Document text »
Standish Community High School – known locally as Standish High – is a coeducational secondary school located in Standish in the Metropolitan Borough of Wigan, Greater Manchester, England.

The school has approximately 1,250 students aged 11–16 in Key Stages 3 & 4 and has specialisms in Languages, Maths and Computing. The current headteacher is Mrs Lindsey Barker, who took over the position from Andrew Pollard in 2018.

It teaches the following subjects to GCSE level: English, Maths, Science and Triple Science, Art, Photography, Music, Drama, Media, MFL (including French and Spanish), Technology, Physical Education, Religious Education, History, Geography, Computer Science and ICT.

History 
The school was founded in 1978. It began a major building and remodelling programme in 1989, and in 1992 opened up new facilities for science, art, and design technology. Standish Community High School has been a Language College since 1996. It has a replica continental high-street in the Languages department, complete with shops, stalls and a bank, which can be used as part of teaching and learning or can be booked‐out by other schools and colleges. In 2018, the school became part of a multi-academy trust in partnership with Southlands High School, after plans were approved by the Department for Education.

The school is known in the region for their consistent good grades, achieving 86% A*–C grades in 2011 including Maths and English subjects.. The school is also very well known in the Wigan Borough due to outstanding Ofsted reports which describe the school as "a good school", with some "outstanding" features such as safeguarding.

Previously a community school administered by Wigan Metropolitan Borough Council, in December 2017 Standish Community High School converted to academy status. The school is now sponsored by the Mosaic Academy Trust.

Task set »
**a.** List the specialisms that the text about Standish Community High School says the school has.
**b.** Extend the text about Standish Community High School, starting after its last sentence.
None of the lines are needed for this work.

Provided information »
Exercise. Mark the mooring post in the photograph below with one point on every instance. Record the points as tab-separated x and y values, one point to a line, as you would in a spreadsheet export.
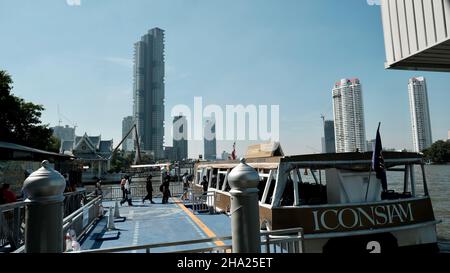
44	210
245	228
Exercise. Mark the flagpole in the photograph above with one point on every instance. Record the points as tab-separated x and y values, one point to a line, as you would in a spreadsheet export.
368	183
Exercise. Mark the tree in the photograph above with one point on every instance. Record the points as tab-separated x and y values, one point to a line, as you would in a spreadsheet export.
439	152
20	121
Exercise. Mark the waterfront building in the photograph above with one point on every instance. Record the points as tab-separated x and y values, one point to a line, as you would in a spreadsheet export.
210	141
420	114
149	92
349	124
127	124
169	153
64	133
180	136
92	152
329	145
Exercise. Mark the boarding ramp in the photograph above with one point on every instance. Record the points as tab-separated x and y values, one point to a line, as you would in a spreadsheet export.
279	241
139	190
12	219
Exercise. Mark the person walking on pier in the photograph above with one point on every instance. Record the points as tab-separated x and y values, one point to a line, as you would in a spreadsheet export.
149	189
165	186
127	193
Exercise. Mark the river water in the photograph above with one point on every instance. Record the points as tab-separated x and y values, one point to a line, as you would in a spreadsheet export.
438	180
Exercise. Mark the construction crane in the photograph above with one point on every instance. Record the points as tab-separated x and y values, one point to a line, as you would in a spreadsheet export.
137	158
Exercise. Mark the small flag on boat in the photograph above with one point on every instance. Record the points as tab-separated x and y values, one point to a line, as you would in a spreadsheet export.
378	160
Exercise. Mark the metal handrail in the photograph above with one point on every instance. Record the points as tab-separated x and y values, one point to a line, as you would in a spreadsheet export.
11	206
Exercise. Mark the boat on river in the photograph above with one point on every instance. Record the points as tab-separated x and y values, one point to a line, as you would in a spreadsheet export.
336	199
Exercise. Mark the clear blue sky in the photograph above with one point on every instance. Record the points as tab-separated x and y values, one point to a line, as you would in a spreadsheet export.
266	52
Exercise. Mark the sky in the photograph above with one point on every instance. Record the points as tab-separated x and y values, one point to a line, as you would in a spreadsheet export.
79	58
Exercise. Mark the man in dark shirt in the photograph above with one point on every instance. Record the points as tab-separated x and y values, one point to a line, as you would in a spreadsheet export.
149	189
7	195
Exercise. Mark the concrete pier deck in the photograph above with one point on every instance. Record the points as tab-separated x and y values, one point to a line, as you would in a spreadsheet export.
158	223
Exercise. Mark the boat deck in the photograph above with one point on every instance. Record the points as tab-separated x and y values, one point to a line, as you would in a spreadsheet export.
155	224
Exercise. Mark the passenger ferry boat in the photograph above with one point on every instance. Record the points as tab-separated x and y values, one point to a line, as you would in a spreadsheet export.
336	199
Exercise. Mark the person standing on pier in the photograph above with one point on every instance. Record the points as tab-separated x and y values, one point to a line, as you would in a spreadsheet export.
149	189
127	195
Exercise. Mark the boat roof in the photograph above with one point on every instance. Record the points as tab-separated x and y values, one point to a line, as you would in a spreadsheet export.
351	160
361	161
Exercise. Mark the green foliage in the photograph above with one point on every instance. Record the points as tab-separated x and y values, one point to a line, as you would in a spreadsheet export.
20	121
439	152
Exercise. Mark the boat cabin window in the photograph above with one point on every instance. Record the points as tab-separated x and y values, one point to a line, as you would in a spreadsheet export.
270	191
213	178
222	175
311	190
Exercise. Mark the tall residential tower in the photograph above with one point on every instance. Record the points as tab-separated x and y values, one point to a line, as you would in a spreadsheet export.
148	106
350	132
420	114
127	124
210	140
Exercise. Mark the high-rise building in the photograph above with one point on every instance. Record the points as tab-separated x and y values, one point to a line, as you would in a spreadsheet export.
350	132
148	106
64	133
420	114
371	145
180	144
329	137
127	124
210	140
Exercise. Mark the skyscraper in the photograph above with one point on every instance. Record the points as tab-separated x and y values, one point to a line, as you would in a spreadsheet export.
420	114
210	140
127	144
148	106
180	144
350	132
329	138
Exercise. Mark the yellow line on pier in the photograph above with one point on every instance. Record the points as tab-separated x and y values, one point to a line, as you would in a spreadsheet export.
199	223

Task-by-task results »
**a.** Languages, Maths, Computing

**b.**
Sport 
Standish Community High School has many successful sports teams consisting of: football, rugby, badminton, table tennis, cheerleading, netball and basketball. The school's cheerleading team 'Standish Allstars' has been 2 x UKCA Schools Streetcheer champions, in 2010 and 2011. The team won 2nd Place in UKCA Schools KS4 Advanced Cheerleading in the same two years.  They also took the 1st place at Streetcheer Nationals at Fenton Manor in November 2010. The elite stunt group took 7th Place in the European Cheerleading Championships held in Slovenia on the 2nd–3 July 2011. . In addition to in-school sports, a number of the school's students progress into professional sporting roles with local football and rugby teams as well as a small number of students going on to represent Great Britain in events such as swimming. Wigan Warriors player, Logan Tomkins attended the school. Recently Matthew Ashcroft has gained a scholarship for England Rugby League. 
In rugby union, Rory Brand progressed from Standish CHS to Wellington College, Berkshire as the inaugural recipient of the Jimmy Higham Scholarship and so far has been capped at U17 and U18 for England Rugby and plays for London Irish Academy.

Headteachers 

Mrs Lindsey Barker (2018–)

Mr Andrew Pollard (2014–2018)

Mrs Lynne Fox (2010–2014)

Mr Hugh Crossan(2005–2010)

Mr Geoff Ashton (1981–2005)

Mr Martin Buttler (1978–1981)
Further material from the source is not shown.